• WHAT IS NEEDED:
All records below are to be set down exactly, each character intact.

----------------

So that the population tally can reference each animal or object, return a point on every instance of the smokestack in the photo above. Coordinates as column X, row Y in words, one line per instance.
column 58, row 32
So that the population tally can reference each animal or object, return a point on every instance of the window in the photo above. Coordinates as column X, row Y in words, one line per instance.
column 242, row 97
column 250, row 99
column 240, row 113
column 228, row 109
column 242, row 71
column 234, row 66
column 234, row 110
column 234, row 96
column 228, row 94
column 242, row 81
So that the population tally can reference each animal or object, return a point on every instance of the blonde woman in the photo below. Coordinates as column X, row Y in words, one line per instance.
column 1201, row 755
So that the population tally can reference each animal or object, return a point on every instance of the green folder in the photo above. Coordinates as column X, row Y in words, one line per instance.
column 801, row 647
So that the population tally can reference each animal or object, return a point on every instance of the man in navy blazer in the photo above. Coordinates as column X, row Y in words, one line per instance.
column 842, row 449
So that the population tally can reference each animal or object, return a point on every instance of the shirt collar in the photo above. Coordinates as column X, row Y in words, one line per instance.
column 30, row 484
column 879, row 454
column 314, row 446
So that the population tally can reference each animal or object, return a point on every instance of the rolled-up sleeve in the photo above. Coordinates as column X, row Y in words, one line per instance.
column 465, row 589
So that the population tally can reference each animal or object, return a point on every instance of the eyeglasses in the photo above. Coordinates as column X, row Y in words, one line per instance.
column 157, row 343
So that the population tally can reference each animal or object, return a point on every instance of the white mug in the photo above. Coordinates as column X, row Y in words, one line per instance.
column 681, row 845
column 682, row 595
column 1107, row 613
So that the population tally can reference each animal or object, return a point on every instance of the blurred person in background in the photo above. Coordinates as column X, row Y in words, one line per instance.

----------------

• RESULT:
So that the population tally can reference each animal or object, return a point on every instance of the smokestack in the photo above. Coordinates as column X, row Y in words, one line per instance.
column 58, row 32
So that the population tally can reference each animal or object, return a point on every instance of the window in the photo above. Coordinates as column X, row Y in words, one line per instance.
column 242, row 97
column 250, row 99
column 240, row 113
column 228, row 109
column 242, row 71
column 234, row 66
column 234, row 110
column 234, row 96
column 228, row 94
column 242, row 81
So that the population tally can reference each animal or object, return a point on every instance of the blonde woman in the photo below. Coordinates as column X, row Y in words, one line per instance.
column 1201, row 755
So that the population tally can reference each animal or object, return a point on every instance of the green folder in the photo above. Coordinates as column X, row Y in words, one line per instance.
column 801, row 647
So that the population tally can reference each animal or object, return a point on every instance of the man in navy blazer in the photo above. Coordinates as column X, row Y in words, one line per instance.
column 842, row 449
So that the population tally can reference each animal or object, return a point on every instance of the shirt collar in the photo above. Coordinates as column X, row Y in words, one line per instance.
column 30, row 484
column 879, row 454
column 314, row 446
So that the population tally can reference each animal or object, return a point on every instance of the rolled-up sleeve in the photo above. Coordinates as column X, row Y in words, one line per instance.
column 465, row 589
So that the population tally can reference each animal or object, return a point on every instance of the eyeglasses in the photo above. Coordinates as column X, row Y in words, one line per instance.
column 157, row 343
So that the population tally can reference each animal or object, return a point on every instance of the white mug in the photo above. Coordinates as column X, row Y in words, one line per instance.
column 681, row 845
column 682, row 595
column 1107, row 613
So that the population tally can reference each animal or object, return a point on every instance of the blurred person in background in the photo above. Coordinates as column X, row Y in words, one line per instance.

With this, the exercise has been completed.